**ASSIGNMENT:** The output is the line holding "If you could pin the leaning" and all lines after it to the end of the records below; restate them unchanged and add nothing.

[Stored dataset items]
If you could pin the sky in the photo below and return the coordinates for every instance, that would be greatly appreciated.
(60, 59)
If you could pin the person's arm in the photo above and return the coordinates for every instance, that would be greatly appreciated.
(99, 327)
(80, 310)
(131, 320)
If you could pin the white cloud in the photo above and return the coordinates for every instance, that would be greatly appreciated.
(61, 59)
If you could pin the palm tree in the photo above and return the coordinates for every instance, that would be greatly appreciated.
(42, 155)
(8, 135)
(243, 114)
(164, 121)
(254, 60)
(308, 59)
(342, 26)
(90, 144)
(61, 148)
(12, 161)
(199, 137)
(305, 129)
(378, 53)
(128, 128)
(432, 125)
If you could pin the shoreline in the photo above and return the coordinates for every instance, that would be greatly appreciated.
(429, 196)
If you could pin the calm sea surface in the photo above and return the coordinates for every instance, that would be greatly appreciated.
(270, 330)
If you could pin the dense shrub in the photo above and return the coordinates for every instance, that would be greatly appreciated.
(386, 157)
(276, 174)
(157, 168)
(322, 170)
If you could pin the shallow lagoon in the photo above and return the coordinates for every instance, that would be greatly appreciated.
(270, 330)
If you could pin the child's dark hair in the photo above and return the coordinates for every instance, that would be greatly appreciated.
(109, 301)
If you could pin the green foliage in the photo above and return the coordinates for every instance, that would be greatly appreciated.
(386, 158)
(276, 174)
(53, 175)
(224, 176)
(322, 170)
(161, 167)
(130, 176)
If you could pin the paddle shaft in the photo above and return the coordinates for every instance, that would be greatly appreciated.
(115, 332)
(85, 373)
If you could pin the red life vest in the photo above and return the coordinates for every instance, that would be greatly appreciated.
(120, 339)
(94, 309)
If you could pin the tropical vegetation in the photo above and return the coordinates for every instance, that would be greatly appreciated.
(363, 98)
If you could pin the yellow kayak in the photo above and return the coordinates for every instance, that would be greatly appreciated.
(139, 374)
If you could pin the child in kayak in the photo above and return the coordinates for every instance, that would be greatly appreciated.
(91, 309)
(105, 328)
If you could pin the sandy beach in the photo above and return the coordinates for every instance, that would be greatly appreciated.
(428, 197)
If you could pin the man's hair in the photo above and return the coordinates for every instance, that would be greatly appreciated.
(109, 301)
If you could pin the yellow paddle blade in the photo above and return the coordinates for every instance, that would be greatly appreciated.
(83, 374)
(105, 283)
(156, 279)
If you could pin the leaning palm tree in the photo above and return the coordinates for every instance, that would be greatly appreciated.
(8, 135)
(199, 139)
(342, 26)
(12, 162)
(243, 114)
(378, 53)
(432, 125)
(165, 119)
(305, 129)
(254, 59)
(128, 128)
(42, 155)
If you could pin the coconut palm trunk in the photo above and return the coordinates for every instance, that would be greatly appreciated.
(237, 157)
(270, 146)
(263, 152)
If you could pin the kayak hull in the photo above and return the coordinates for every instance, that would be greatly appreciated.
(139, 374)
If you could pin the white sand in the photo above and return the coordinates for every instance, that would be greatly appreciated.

**SOLUTION:**
If you could pin the leaning palm tree in the photo above and return the coordinates for every instance, that would be greatly appreciated.
(8, 135)
(199, 139)
(342, 26)
(12, 162)
(243, 114)
(378, 53)
(432, 125)
(165, 119)
(305, 129)
(254, 59)
(128, 128)
(42, 155)
If you could pin the coconut palm trunk in the photo above and return the coordinates for every instance, that would be greatly appreciated.
(237, 157)
(270, 146)
(263, 152)
If you could pin the kayak hull in the photo above and return the coordinates for every instance, that would be greatly appreciated.
(139, 374)
If you could pin the white sand in the photo above and return the coordinates for every instance, that would be greatly appreciated.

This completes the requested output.